## Request A
Return every line of the entries below that contains the word "mountain".
** START Given text **
NBC Unintentionally Dunks on the Ruling Class Over Its View of America’s Bigotry

NBC Unintentionally Dunks on the Ruling Class Over Its View of America’s Bigotry
The NBC News logo in Las Vegas, Nevada, on Feb. 18, 2020. (Ethan Miller/Getty Images)
Benjamin Weingarten
4/16/2021
Updated:
4/21/2021
Commentary

To the Ruling Class’s communications arm doing business as the corporate media, America is besieged by white bigotry, not a nation that has more successfully integrated diverse peoples into a common culture of liberty and justice than any other in human history. It is imperative to explain away any and all evidence to the contrary. It is also critical to champion one’s political allies in this project, no matter their own potential villainy.

NBC News recently provided a textbook example of such mendacity, and odiousness, while inadvertently undermining the favored Ruling Class narrative of American deplorability.

A recent headline blares: “‘White Lives Matter’ rallies flop as hardly anyone shows up.” You would be forgiven if you were unaware that there was such a thing as White Lives Matter (WLM), let alone that it has planned one or several rallies. Further, you might assume that if said rallies were duds, it would be a non-story.

The sub-headline gets at why NBC believes such a non-story is worthy of coverage: “The poor turnout underscores how the country’s unpopular and disorganized extremist movements have been driven underground.”

One implication is that the radical groups are still there, lurking. They have just been shamed or scared into hiding—presumably just like those who never stormed state capitols on inauguration day, or attacked the U.S. Capitol on multiple occasions thereafter, in spite of the hysterical warnings of impending danger.

But is sheepishness, or fear, really the explanation for these non-events? Or could it be that the likes of “White Lives Matter” barely constitute “movements” at all?
** END Given text **
** START Stored rows **
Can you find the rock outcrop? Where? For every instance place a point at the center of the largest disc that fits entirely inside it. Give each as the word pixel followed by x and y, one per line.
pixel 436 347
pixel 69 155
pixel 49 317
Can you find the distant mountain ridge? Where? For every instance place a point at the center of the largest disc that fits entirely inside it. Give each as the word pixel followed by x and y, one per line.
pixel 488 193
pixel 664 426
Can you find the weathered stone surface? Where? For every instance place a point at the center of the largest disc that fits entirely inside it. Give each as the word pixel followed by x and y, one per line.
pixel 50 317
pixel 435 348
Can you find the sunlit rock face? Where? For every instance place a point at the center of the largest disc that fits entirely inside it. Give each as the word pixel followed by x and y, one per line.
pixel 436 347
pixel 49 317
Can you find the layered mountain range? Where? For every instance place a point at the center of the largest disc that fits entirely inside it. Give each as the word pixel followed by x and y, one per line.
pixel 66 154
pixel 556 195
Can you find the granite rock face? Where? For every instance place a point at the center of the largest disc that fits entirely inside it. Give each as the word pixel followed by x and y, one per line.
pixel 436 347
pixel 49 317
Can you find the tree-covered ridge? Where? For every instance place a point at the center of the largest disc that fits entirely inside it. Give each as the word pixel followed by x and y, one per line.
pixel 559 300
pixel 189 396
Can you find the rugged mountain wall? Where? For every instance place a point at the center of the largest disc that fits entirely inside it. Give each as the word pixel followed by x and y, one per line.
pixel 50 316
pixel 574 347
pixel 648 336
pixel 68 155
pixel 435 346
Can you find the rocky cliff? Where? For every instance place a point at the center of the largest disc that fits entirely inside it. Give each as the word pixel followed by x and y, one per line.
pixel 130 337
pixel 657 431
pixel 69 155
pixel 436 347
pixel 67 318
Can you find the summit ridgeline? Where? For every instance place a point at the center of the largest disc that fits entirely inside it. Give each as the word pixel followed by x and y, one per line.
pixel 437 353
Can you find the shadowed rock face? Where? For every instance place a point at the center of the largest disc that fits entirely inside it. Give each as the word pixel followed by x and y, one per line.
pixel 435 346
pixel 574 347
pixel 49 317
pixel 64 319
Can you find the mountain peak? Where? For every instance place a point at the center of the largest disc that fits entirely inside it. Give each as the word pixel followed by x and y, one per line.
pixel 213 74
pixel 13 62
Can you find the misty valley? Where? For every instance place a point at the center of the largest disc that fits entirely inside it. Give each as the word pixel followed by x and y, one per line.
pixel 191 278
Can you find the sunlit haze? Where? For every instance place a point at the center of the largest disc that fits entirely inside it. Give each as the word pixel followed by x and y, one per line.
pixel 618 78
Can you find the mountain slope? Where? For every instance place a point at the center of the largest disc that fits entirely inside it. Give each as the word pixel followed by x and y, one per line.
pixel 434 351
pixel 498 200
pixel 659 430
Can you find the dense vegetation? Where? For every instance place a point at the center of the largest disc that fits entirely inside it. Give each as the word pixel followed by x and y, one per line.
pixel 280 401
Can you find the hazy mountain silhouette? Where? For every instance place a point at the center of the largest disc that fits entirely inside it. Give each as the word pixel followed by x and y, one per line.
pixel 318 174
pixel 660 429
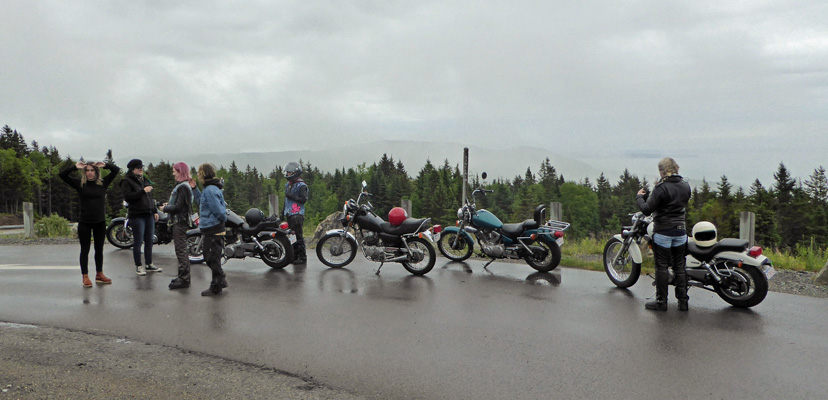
** END Stored rows **
## Request B
In the commentary, what does NBC's sub-headline say the poor turnout underscores?

## Exercise output A
Can you find the distant mountain ridge? Where? For every instance place a point at the center of the largest disc that fits entirely inside it. Give each as the word pixel followed by x and y, one per line.
Can you find the layered mountain range? Where? For every instance place a point at the center of the largest disc that fits entirely inside it. Give each as the word pixel followed by x and y, one per line.
Can you find the rugged mountain wall? Where? For every instance place a point at the center of the largest disc that fits entirely inside it. Give each as the word pixel followed by x and y, one per line.
Can you find the mountain peak? Where? For every instance place a point at the center of the largest disc that fits entirely inside it. Give each as the word pixel followed by x and y, one per line.
Can you find the mountain slope? Where? For every instance place a point at the center of the largest disc that fits entirely inside it. Give each as the word pixel followed by x and y, one per line.
Can you find the hazy mountain silhouette? Where? For every instance place a point at the center of the largest disc that fits entirely inside it. Give each as the word pixel followed by x and y, one per line.

## Exercise output B
It underscores how the country's unpopular and disorganized extremist movements have been driven underground.